▶ **Available records**:
::::::::::
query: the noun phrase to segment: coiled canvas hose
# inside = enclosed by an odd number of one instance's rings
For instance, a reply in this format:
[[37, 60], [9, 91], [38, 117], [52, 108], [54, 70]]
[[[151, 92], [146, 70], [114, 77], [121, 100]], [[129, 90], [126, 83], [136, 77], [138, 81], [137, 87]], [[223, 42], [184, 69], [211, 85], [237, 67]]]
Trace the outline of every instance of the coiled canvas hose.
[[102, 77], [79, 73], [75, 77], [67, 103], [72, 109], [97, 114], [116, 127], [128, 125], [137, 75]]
::::::::::
Output the listing above as a Markdown table with the columns Row and Line, numbering each row and giving one line of the listing per row, with blank lines omitted.

▶ **Exercise answer**:
| Row | Line |
|---|---|
| 1 | query: the noun phrase to segment: coiled canvas hose |
| 2 | # inside = enclosed by an odd number of one instance's rings |
| 3 | For instance, a reply in this format: |
| 4 | [[37, 60], [9, 91], [38, 117], [52, 108], [54, 70]] |
| 5 | [[[151, 92], [146, 70], [114, 77], [121, 100]], [[129, 90], [126, 83], [136, 77], [138, 81], [137, 87]], [[223, 42], [184, 69], [211, 85], [237, 67]]] |
| 6 | Trace the outline of every instance of the coiled canvas hose. |
| 7 | [[102, 77], [79, 73], [75, 77], [67, 103], [72, 109], [97, 114], [116, 127], [128, 125], [137, 75]] |